→ Goal of the exercise
Each line of the material holding the word "blurred" must be identified and copied.

═════ Data provided

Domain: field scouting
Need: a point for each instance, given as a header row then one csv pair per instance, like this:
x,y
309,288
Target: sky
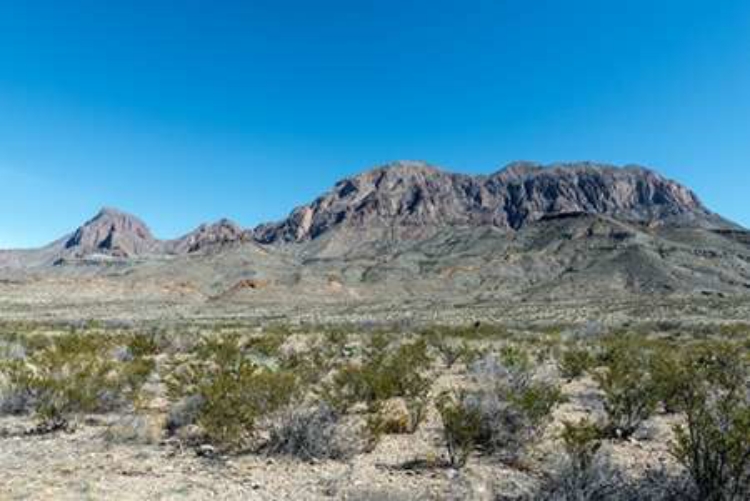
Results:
x,y
187,111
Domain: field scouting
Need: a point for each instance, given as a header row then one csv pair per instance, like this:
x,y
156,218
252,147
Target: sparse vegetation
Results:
x,y
714,444
332,395
630,391
74,374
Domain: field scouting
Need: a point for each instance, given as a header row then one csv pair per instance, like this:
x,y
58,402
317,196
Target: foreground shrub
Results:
x,y
575,361
75,373
505,409
462,427
384,375
227,393
714,445
630,392
318,432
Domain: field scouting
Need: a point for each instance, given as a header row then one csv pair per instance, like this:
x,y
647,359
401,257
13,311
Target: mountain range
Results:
x,y
412,230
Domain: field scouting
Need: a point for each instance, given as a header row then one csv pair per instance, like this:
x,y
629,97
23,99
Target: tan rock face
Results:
x,y
115,233
409,194
209,236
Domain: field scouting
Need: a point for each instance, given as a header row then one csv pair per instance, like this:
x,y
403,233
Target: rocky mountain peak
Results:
x,y
210,236
417,195
112,232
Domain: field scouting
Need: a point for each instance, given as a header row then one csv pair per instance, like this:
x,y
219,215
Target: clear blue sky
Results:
x,y
185,111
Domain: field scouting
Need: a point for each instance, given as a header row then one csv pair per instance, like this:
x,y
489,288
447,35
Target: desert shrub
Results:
x,y
383,375
714,444
575,361
462,426
75,373
505,409
318,432
630,392
143,345
231,392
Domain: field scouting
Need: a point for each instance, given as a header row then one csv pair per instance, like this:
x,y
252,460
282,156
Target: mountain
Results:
x,y
411,233
112,233
209,237
411,196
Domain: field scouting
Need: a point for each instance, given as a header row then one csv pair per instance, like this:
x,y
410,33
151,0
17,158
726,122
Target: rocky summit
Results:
x,y
411,232
414,194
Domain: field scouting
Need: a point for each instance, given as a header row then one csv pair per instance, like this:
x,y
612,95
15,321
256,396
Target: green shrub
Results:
x,y
714,445
382,376
462,427
230,391
630,392
503,411
76,373
575,361
582,441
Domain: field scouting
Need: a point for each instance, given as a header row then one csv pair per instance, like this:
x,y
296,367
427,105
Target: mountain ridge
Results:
x,y
404,200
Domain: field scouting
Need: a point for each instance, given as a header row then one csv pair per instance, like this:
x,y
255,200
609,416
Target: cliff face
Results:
x,y
408,194
113,233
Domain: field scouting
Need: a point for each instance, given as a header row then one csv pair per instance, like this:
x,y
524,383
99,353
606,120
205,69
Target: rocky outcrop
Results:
x,y
210,237
414,194
113,233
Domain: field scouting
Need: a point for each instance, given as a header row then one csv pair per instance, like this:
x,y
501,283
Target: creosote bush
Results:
x,y
630,392
317,432
383,375
714,444
505,409
75,373
231,393
575,361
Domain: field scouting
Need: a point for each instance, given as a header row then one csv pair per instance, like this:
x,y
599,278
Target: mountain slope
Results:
x,y
412,232
405,197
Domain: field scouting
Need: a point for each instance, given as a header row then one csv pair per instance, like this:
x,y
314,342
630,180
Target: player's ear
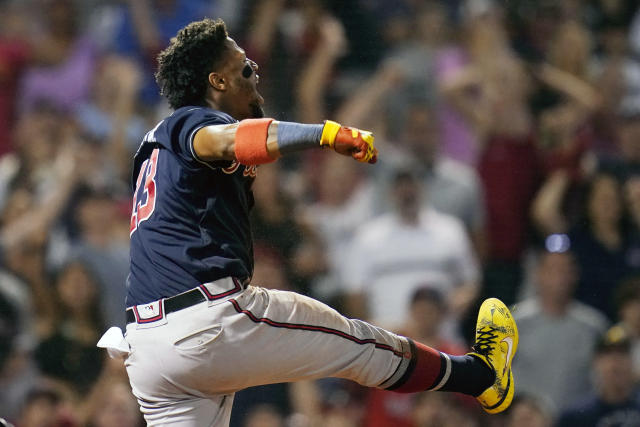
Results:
x,y
217,81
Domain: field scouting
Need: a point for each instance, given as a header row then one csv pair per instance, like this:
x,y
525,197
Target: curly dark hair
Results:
x,y
184,66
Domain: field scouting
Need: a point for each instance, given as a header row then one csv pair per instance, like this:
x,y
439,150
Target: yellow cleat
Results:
x,y
496,343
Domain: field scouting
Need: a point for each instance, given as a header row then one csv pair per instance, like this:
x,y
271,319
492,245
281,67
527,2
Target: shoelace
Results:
x,y
485,342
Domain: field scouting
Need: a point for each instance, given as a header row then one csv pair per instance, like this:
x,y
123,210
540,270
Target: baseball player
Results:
x,y
197,330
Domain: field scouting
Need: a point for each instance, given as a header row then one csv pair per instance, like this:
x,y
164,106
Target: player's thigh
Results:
x,y
189,412
277,336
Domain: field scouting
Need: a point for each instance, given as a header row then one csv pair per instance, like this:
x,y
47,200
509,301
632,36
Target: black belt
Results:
x,y
178,302
189,298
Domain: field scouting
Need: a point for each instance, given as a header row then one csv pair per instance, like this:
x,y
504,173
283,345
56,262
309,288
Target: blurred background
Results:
x,y
509,138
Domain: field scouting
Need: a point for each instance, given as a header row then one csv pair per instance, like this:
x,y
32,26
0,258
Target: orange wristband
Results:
x,y
251,142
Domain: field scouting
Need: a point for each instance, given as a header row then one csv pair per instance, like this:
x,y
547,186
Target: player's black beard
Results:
x,y
256,111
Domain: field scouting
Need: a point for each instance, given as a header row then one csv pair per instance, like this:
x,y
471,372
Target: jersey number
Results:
x,y
144,202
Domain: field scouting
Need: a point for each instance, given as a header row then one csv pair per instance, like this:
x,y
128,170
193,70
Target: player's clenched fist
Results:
x,y
349,142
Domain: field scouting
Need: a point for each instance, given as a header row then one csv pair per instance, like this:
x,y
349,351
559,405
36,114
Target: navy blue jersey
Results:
x,y
190,218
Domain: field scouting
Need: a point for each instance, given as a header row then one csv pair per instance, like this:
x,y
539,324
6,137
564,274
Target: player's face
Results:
x,y
241,99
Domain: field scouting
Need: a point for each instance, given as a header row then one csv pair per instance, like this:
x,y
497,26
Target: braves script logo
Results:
x,y
249,171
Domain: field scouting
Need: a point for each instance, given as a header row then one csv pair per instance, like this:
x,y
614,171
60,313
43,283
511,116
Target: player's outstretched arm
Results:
x,y
258,141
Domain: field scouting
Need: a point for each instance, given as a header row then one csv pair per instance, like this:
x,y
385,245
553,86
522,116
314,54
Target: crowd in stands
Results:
x,y
509,166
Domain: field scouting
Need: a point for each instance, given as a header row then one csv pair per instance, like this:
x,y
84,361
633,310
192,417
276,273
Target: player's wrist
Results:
x,y
329,132
297,136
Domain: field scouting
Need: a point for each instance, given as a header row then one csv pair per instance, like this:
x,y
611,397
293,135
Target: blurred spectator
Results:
x,y
64,60
628,308
394,254
68,352
98,217
14,57
264,416
276,225
598,240
115,405
336,213
625,164
527,411
45,407
554,321
441,410
614,401
110,115
449,186
17,371
453,188
490,90
144,27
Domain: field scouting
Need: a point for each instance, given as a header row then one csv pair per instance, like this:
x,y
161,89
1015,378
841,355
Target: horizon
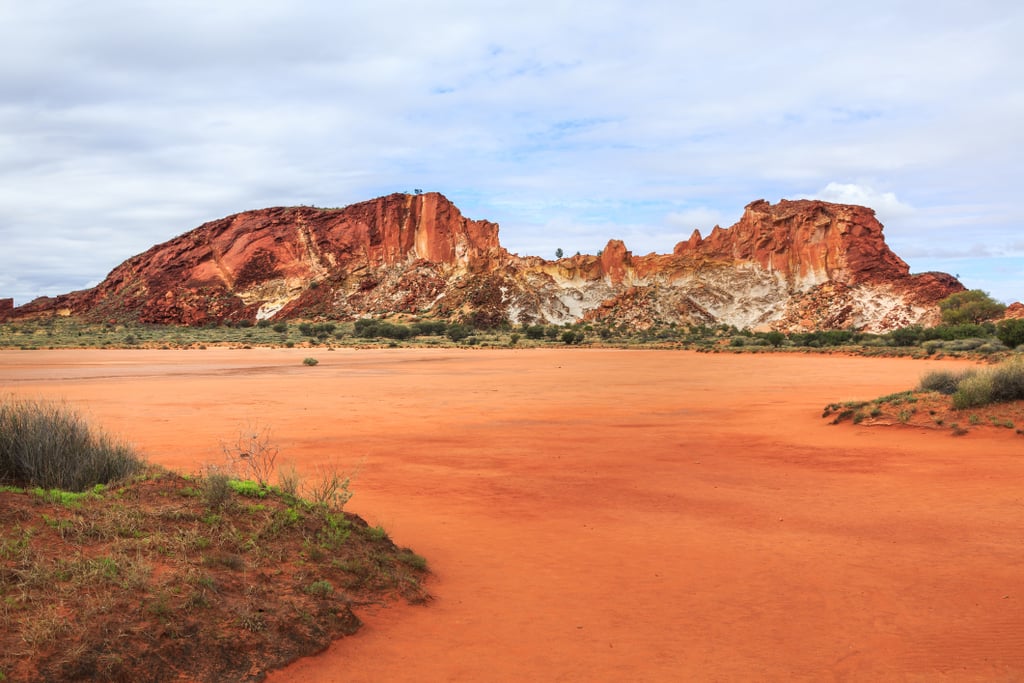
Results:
x,y
128,123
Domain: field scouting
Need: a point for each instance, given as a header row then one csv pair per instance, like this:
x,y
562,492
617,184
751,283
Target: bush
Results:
x,y
1008,382
974,391
458,332
51,445
971,306
944,381
1011,332
535,332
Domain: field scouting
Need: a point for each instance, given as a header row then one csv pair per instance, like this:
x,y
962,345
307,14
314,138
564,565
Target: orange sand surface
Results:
x,y
599,515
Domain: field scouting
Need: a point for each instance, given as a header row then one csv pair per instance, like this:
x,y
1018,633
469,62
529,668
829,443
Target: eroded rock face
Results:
x,y
794,265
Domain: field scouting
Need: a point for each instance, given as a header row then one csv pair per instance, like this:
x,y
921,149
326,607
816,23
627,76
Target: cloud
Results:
x,y
127,123
885,204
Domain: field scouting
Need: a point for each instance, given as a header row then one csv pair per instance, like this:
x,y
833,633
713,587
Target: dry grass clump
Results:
x,y
944,381
49,444
1000,384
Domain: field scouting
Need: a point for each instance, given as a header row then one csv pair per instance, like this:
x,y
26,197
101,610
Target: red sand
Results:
x,y
616,515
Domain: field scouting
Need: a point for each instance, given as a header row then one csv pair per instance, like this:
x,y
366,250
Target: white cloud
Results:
x,y
887,206
140,120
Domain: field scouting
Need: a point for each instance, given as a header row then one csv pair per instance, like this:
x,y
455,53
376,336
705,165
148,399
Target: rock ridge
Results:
x,y
795,265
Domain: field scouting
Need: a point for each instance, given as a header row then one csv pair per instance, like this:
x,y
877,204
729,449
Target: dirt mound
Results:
x,y
153,582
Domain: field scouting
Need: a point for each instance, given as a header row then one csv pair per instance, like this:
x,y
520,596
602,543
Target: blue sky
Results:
x,y
126,123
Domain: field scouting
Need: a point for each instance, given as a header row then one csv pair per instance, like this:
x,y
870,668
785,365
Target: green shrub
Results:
x,y
944,381
458,332
974,391
50,445
1008,382
971,306
1011,332
216,488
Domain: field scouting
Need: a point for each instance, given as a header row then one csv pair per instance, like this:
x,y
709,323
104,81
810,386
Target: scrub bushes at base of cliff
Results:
x,y
976,388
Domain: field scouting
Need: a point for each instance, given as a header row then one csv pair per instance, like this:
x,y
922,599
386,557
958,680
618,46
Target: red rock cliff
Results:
x,y
794,265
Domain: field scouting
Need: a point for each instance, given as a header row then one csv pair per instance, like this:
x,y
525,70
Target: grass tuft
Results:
x,y
50,445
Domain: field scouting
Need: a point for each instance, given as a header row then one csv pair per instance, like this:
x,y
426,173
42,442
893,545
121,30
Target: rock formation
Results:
x,y
794,265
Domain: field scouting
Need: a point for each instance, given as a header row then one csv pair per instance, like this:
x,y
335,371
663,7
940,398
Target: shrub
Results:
x,y
1011,332
535,332
216,488
944,381
1008,382
51,445
252,454
974,391
458,332
971,306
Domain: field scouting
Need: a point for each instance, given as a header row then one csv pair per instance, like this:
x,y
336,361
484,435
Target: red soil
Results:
x,y
616,515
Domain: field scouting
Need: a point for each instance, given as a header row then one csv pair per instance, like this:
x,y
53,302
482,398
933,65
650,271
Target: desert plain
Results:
x,y
602,514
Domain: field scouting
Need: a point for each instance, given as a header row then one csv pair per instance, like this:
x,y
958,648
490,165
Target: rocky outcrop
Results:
x,y
1014,310
794,265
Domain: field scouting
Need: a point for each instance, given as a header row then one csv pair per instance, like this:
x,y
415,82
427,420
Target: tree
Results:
x,y
971,306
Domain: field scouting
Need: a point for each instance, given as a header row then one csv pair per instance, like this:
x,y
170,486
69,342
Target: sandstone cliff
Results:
x,y
794,265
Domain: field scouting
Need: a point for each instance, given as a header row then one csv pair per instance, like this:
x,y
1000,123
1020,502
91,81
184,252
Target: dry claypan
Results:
x,y
616,515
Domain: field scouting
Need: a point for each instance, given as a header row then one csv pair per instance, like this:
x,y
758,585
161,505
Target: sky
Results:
x,y
125,123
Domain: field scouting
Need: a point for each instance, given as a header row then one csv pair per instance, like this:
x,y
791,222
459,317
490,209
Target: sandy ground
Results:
x,y
599,515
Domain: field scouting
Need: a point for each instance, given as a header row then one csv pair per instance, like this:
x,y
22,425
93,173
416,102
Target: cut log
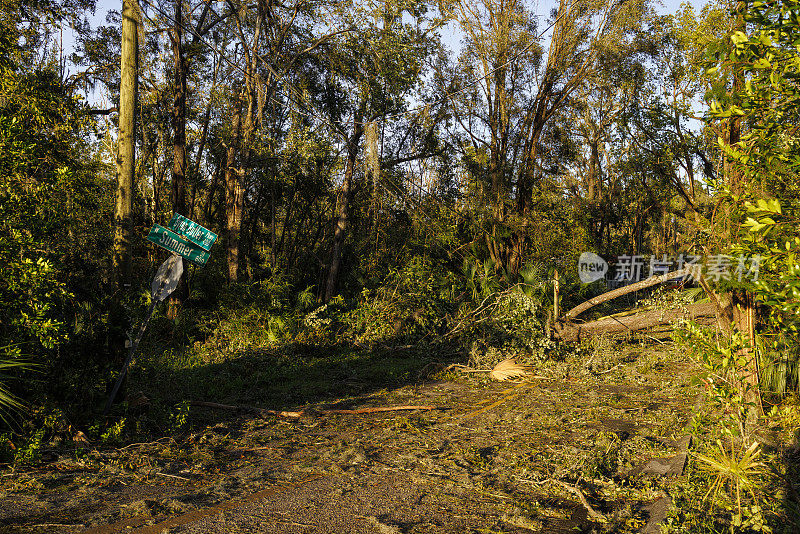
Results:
x,y
637,322
610,295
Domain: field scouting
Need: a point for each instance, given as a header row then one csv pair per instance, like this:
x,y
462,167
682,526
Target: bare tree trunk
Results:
x,y
234,193
179,145
345,198
126,156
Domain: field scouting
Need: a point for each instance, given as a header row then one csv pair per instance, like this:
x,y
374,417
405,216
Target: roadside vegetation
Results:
x,y
391,213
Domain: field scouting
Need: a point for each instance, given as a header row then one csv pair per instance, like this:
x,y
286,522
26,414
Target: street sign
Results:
x,y
171,241
166,279
200,236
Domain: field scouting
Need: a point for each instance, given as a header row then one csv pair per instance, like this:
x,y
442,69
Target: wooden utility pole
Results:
x,y
342,221
179,144
123,221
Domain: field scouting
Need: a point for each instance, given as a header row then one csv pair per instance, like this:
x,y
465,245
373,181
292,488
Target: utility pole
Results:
x,y
123,221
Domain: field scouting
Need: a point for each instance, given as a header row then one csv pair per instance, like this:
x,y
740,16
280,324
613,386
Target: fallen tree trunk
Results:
x,y
610,295
635,323
301,413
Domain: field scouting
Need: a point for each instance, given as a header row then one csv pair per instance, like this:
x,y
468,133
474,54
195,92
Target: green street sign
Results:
x,y
200,236
165,238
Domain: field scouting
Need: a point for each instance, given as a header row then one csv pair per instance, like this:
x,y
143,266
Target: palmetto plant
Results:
x,y
9,403
739,471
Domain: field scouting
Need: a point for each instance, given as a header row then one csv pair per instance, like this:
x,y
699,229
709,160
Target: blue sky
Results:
x,y
541,7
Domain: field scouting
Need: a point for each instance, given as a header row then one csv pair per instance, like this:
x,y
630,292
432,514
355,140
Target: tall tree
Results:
x,y
126,161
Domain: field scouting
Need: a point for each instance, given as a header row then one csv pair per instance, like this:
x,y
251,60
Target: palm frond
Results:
x,y
509,369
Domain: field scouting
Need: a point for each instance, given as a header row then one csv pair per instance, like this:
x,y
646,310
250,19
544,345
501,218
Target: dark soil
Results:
x,y
491,457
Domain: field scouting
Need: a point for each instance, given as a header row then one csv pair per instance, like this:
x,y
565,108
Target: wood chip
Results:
x,y
509,369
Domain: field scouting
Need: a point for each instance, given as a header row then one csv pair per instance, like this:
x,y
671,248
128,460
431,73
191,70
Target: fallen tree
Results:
x,y
648,320
634,323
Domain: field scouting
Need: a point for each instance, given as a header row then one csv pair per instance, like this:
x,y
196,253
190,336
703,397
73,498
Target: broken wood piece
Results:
x,y
301,413
593,514
509,369
635,323
611,295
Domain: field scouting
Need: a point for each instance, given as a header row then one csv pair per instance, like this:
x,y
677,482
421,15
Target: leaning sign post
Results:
x,y
186,240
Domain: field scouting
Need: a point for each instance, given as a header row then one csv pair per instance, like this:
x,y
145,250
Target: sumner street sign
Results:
x,y
173,242
203,237
193,244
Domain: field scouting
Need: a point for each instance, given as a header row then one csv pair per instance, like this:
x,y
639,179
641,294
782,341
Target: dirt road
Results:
x,y
571,449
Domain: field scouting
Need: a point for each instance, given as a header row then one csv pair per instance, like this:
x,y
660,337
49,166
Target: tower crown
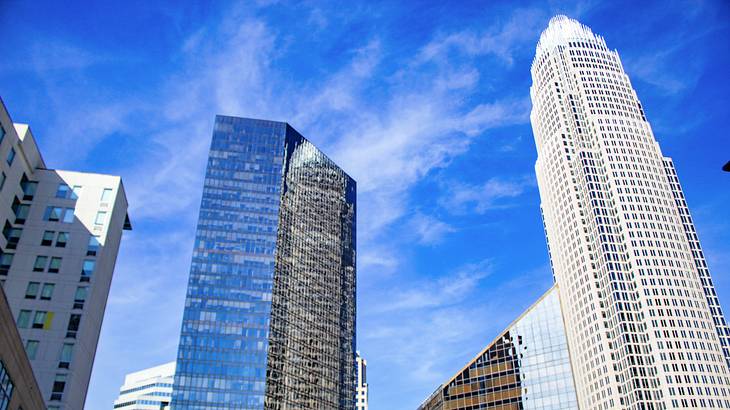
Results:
x,y
562,29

══════════

→ Written answer
Target: blurred background
Target: blurred spectator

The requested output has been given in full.